YOUR INSTRUCTIONS:
Below is a set of entries. Reproduce exactly the lines from the one containing "bird's eye, imagine" through the end, both included.

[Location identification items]
------------------------

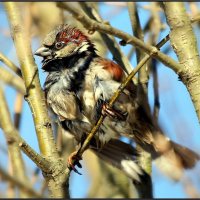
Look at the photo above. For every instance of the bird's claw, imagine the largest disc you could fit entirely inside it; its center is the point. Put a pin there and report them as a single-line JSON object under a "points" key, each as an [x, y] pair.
{"points": [[73, 160]]}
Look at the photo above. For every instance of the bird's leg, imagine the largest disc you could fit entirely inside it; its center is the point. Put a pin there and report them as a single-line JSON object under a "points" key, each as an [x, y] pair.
{"points": [[113, 113], [73, 160]]}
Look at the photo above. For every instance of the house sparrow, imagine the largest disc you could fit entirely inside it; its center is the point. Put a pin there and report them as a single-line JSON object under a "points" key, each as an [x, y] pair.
{"points": [[78, 87]]}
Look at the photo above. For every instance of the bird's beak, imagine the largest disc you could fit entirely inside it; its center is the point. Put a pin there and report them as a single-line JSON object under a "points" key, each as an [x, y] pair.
{"points": [[43, 52]]}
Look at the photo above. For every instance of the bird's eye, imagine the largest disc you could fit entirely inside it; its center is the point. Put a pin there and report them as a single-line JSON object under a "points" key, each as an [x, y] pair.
{"points": [[59, 45]]}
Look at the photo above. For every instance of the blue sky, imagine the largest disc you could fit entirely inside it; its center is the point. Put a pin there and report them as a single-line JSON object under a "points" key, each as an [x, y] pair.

------------------------

WRITTEN SOLUTION:
Look at the photo above. For every instance of the bird's eye, imagine the largest disc you could fit entirely inside it; its center is the point. Put a pin there and report them as a single-line JSON object under a "points" key, each as an [x, y] pair.
{"points": [[59, 45]]}
Look at the photo above. For every instance of the blue sky, imagine the largest disc you could fit entirely inside it; its center is the point. Put a pin there and report them as a single-line JSON object under a "points" key, each as an [x, y] pair.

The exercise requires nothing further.